### Directives
1. Using the dynamo-autoscale README, say whether each statement agrees with it: (a) a table may be scaled down only four times per day; (b) a single API call can triple the current throughput; (c) a throughput change takes effect immediately. Answer each with yes or no and quote the deciding words.
2. Reproduce the dynamo-autoscale README word for word from "The configuration file is" to "you can specify.".

### Passage
-------------------------
IMPORTANT: It's highly recommended that you read this README before continuing. This project, if used incorrectly, has a lot of potential to cost you huge amounts of money. Proceeding with caution is paramount, as we cannot be held responsible for misuse that leads to excessive cost on your part.
There are tools and flags in place that will allow you to dry-run the project before actually allowing it to change your provisioned throughputs and it is highly recommended that you first try running the project as a dry-run and inspecting the log output to make sure it is doing what you expect.
It is also worth noting that this project is very much in its infancy.
You have been warned.
Welcome to the delightful mini-game that is DynamoDB provisioned throughputs. Here are the rules of the game:
-
In a single API call, you can only change your throughput by up to 100% in either direction. In other words, you can decrease as much as you want but you can only increase to up to double what the current throughput is.
-
You may scale up as many times per day as you like, however you may only scale down 4 times per day per table. (If you scale both reads and writes down in the same request, that only counts as 1 downscale used)
-
Scaling is not an instantaneous event. It can take up to 5 minutes for a table's throughput to be updated.
-
Small spikes over your threshold are tolerated but the exact amount of time they are tolerated for seems to vary.
This project aims to take all of this into consideration and automatically scale your throughputs to enable you to deal with spikes and save money where possible.
First of all, you'll need to install this project as a gem:
$ gem install dynamo-autoscale
This will give you access to the dynamo-autoscale
executable. The executable
takes a single argument, the path to a config file.
The configuration file is the central thing that dynamo-autoscale
requires to
function. It specifies what tables to monitor, maximum and minimum throughputs
and where your ruleset is located.
The dynamo-autoscale
executable takes a single argument, and that is the path
to the configuration file you want to use.
A sample config can be found in the project root directory. It documents all of the options you can specify.
This library requires AWS keys that have access to both CloudWatch and DynamoDB, for retriving data and sending scaling requests. Using IAM, create a new user, and assign the 'CloudWatch Read Only Access' policy template. In addition, you will need to use the Policy Generator to add at least the following Amazon DynamoDB actions:
- "dynamodb:DescribeTable"
- "dynamodb:ListTables"
- "dynamodb:UpdateTable"
The ARN for the custom policy can be specified as '*' to allow access to all tables, or alternatively you can refer to the IAM documentation to limit access to specific tables only.
:aws:
:access_key_id: "your_id"
:secret_access_key: "your_key"
-------------------------
### Given information
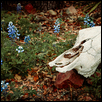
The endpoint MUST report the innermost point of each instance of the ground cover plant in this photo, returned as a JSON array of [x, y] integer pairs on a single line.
[[24, 50]]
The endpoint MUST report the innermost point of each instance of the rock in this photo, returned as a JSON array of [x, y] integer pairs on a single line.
[[89, 80], [53, 13], [70, 77], [71, 10]]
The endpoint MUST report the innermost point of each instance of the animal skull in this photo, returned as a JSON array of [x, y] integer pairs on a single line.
[[84, 56]]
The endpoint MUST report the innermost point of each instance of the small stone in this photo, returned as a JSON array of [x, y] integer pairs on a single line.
[[70, 77]]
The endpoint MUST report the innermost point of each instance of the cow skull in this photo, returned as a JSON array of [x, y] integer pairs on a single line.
[[84, 56]]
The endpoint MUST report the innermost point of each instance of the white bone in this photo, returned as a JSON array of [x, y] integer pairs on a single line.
[[84, 56]]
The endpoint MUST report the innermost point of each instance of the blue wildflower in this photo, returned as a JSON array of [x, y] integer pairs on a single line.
[[1, 5], [19, 7], [1, 61], [27, 39], [20, 49], [12, 30], [57, 26], [3, 85]]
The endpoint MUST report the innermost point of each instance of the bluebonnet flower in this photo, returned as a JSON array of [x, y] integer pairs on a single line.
[[19, 7], [1, 5], [1, 61], [92, 24], [57, 26], [88, 21], [12, 30], [3, 85], [20, 49], [27, 39]]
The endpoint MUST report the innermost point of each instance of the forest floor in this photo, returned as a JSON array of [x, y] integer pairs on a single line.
[[42, 82]]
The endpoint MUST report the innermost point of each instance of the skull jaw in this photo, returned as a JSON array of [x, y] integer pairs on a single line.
[[84, 60]]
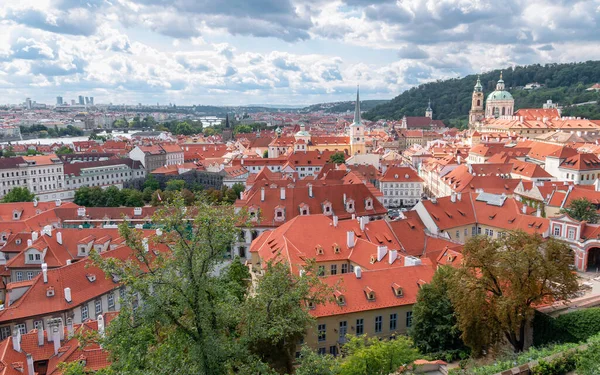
-------------------------
### Results of the tasks
1.
(a) Yes: "you may only scale down 4 times per day per table"
(b) No: "you can only increase to up to double what the current throughput is"
(c) No: "Scaling is not an instantaneous event. It can take up to 5 minutes for a table's throughput to be updated."

2.
The configuration file is the central thing that dynamo-autoscale
requires to
function. It specifies what tables to monitor, maximum and minimum throughputs
and where your ruleset is located.
The dynamo-autoscale
executable takes a single argument, and that is the path
to the configuration file you want to use.
A sample config can be found in the project root directory. It documents all of the options you can specify.